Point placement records
——————————

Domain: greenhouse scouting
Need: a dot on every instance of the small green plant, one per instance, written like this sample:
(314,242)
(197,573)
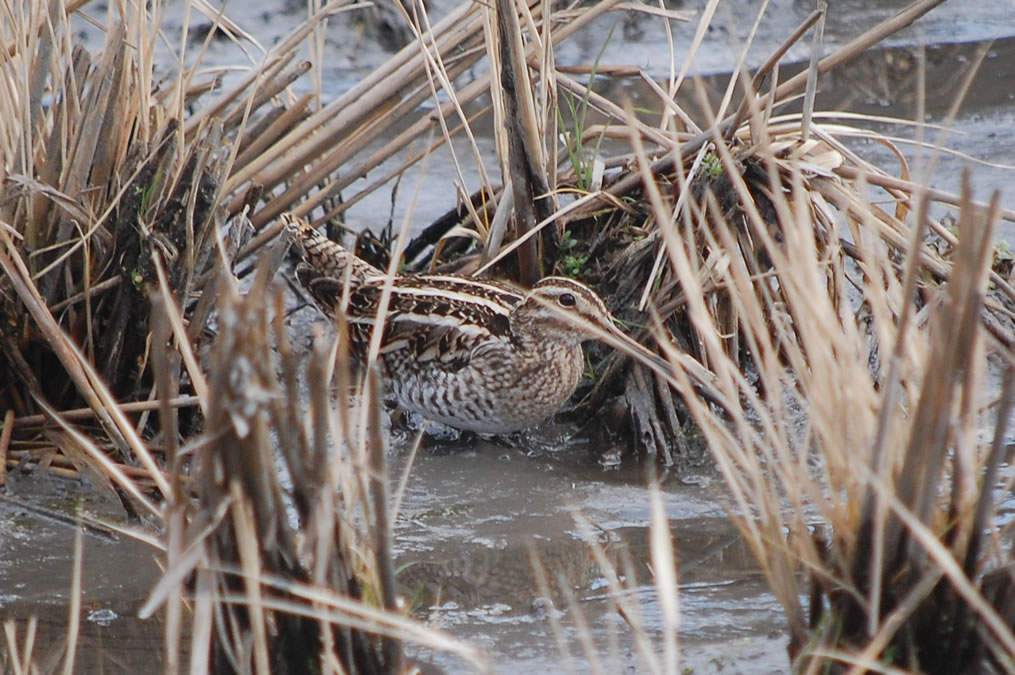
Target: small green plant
(572,263)
(712,165)
(583,161)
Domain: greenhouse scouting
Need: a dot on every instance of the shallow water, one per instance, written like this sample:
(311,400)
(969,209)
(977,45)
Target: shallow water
(474,512)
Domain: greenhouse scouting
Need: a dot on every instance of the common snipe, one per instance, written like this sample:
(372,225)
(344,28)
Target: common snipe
(475,355)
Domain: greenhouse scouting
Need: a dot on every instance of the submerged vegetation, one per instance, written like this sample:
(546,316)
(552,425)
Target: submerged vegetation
(850,350)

——————————

▸ What needs to be done:
Rewrite all of the entries above as a JSON list of strings, with one string per line and no blank lines. Leave the pictures out.

▸ Exercise response:
[
  "Domain: greenhouse scouting",
  "Need: a dot on every instance of the small green plant, one per instance, written like this sample:",
  "(314,242)",
  "(197,573)",
  "Target: small green plant",
  "(572,263)",
  "(712,165)",
  "(583,161)",
  "Domain: greenhouse scouting",
  "Need: a dot on every instance of the shallow water, one per instance, written like this sample:",
  "(311,400)",
  "(969,209)",
  "(977,45)",
  "Target: shallow water",
  "(474,512)",
  "Domain: greenhouse scouting",
  "Need: a dot on every instance of the common snipe, one per instance, written like this sample:",
  "(372,225)",
  "(344,28)",
  "Target: common snipe",
  "(475,355)",
  "Domain: greenhouse scouting",
  "Need: a dot on every instance of the submerged vegetation, one per instance, written like this sample:",
  "(546,316)",
  "(552,425)",
  "Target: submerged vegetation",
  "(850,350)"
]